== Text for analysis ==
When programming you need to know what is happening inside that function or method. You need to reproduce a bug or you are debugging a performance issue. Most of the time adding a trace statement is enough.

When debugging production, you’re not going to find the answer with a trace message on a remove server. At some point your app gets complicated enough that you need to see what’s actually happening — not guess. That’s where observability comes in.

Observability means your system tells you what it’s doing: how long each operation takes, how often things fail, and what happened right before something went wrong. And it turns out the same signals that help you debug production are the ones that let you wire up AI-driven automation later — but that’s a story for another post. Today, let’s get the stack running locally.

What we’re building

We’ll be working with a Rails 8 chatbot app backed by a local LLM. The user sends a message, Rails enqueues a LlmResponseJob via SolidQueue, and the job calls an OpenAI-compatible API (Ollama, LM Studio, or any provider). This gives us something worth observing: HTTP requests, background jobs, and external API calls all in one flow.

By the end of this post, you’ll have:

  • Distributed traces in Jaeger showing the full request → job → LLM span chain
  • Prometheus metrics scraped from the Rails app
  • Logs collected by Fluent Bit and queryable in Loki
  • All of it visible in a single Grafana dashboard

The async request flow showing Browser, MessagesController, SolidQueue, LlmResponseJob, LLM API, and Turbo Frame update with the OTEL trace boundary wrapping only the HTTP request through the SolidQueue enqueue The async request flow. The OTEL trace covers the HTTP request through the SolidQueue enqueue. The job execution and LLM call run outside the current trace boundary.

The companion code is at BrianMehrman/rails-llm-demo.

The stack

Five tools, each with one job:

  • Jaeger answers “where did the time go?” — it stores distributed traces so you can see exactly which database query or LLM call ate your latency.
  • Prometheus answers “how often and how fast?” — it scrapes numeric metrics (request rates, durations, error counts) on a schedule.
  • Loki answers “what happened?” — it aggregates structured log lines so you can filter and search across your app’s output.
  • Grafana is the single pane of glass. It connects to all three and lets you build dashboards that show traces, metrics, and logs side by side.
  • Fluent Bit is the log collector. It runs as a DaemonSet, reads container logs directly from the node, and ships them to Loki — your app never touches a logging SDK.

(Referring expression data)
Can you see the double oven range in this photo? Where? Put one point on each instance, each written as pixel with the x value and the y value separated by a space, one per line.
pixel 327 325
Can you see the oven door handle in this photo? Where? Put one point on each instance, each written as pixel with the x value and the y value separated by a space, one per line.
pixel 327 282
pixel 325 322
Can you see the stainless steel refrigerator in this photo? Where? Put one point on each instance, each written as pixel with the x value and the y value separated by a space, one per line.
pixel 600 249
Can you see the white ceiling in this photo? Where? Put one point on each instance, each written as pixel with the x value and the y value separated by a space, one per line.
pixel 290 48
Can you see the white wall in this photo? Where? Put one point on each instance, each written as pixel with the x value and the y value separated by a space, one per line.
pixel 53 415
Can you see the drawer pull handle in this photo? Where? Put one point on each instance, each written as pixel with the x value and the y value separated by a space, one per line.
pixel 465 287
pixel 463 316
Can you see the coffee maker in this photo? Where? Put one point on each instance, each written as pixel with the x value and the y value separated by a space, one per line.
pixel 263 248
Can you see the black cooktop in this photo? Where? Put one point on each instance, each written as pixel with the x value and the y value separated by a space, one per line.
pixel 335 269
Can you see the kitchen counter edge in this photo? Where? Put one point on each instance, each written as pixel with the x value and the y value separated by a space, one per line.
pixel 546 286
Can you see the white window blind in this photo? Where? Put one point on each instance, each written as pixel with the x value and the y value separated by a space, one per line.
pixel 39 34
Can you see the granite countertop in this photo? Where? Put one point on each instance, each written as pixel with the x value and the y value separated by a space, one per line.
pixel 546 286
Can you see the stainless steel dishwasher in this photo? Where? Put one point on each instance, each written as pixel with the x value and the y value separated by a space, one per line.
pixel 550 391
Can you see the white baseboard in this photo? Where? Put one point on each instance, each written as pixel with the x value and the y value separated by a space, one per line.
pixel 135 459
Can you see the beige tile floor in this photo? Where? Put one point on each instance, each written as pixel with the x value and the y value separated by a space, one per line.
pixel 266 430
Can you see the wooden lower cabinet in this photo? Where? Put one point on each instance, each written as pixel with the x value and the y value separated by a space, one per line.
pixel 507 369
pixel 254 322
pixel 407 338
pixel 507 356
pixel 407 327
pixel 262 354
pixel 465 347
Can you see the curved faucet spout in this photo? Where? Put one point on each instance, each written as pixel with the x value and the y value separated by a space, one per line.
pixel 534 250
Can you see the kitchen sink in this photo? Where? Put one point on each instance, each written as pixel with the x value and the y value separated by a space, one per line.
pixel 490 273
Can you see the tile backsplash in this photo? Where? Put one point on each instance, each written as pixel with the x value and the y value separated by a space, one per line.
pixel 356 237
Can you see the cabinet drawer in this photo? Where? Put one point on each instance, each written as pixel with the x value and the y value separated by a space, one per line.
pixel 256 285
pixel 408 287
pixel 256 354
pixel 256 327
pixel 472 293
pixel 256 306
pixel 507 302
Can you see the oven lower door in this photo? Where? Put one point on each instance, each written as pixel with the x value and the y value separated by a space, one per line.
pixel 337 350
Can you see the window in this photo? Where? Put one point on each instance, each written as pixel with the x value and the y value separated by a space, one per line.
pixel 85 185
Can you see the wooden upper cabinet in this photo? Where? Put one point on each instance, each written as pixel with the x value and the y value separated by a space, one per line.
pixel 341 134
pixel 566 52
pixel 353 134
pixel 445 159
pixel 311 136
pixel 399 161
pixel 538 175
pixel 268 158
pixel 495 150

== What the task asks ==
According to the observability text, which tool reads container logs from the node and sends them to Loki?

== Exercise solution ==
Fluent Bit